Records for processing:

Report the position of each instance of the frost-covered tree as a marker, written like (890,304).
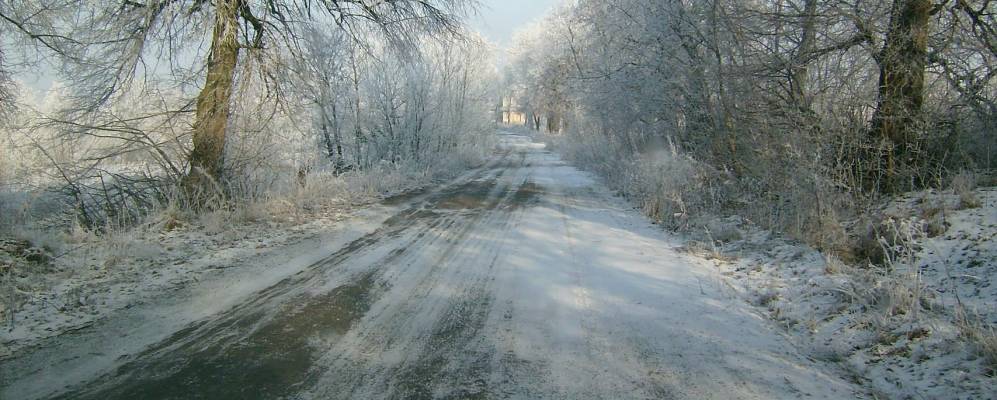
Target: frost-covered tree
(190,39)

--

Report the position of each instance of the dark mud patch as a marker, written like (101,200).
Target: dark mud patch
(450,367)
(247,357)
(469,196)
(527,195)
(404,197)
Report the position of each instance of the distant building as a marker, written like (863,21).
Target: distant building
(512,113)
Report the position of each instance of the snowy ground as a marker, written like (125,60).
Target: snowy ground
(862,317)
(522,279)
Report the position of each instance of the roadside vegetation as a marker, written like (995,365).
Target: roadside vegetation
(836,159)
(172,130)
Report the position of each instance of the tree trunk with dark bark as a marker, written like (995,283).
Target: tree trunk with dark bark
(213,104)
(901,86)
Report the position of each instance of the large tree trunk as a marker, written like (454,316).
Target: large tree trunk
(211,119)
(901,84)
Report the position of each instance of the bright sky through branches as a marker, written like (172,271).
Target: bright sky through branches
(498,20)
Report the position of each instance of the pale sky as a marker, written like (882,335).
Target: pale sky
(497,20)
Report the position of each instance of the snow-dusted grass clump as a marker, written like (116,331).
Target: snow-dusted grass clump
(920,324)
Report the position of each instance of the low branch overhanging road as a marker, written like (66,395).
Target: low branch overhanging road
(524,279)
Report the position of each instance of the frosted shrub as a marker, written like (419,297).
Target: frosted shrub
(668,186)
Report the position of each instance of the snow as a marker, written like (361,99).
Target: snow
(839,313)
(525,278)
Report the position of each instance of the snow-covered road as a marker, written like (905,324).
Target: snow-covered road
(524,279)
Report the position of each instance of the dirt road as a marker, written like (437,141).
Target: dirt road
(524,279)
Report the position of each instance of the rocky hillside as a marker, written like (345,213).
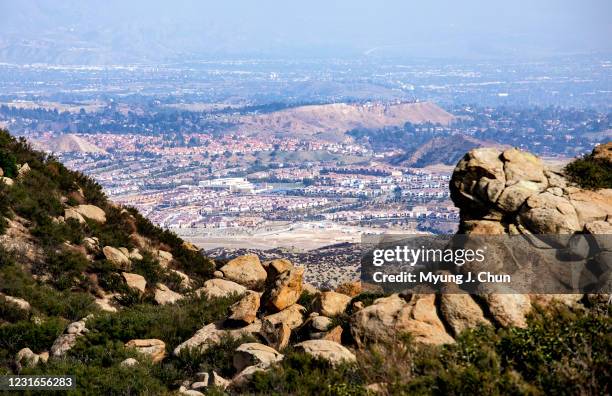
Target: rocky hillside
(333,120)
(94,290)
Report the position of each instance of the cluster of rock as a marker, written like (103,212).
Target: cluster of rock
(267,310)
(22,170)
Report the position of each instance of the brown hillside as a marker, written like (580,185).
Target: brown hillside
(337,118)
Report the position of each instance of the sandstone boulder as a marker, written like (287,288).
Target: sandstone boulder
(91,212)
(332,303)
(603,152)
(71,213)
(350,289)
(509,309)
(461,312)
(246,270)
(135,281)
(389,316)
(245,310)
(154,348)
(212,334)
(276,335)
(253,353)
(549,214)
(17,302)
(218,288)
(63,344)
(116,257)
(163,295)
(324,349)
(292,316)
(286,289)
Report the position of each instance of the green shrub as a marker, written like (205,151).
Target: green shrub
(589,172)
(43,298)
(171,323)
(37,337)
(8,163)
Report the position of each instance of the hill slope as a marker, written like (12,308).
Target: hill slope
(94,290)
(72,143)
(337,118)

Exercise requirements:
Count the lines in the entries above that contain the string "large", matching case exactly, and reply with only that number.

Exercise response:
2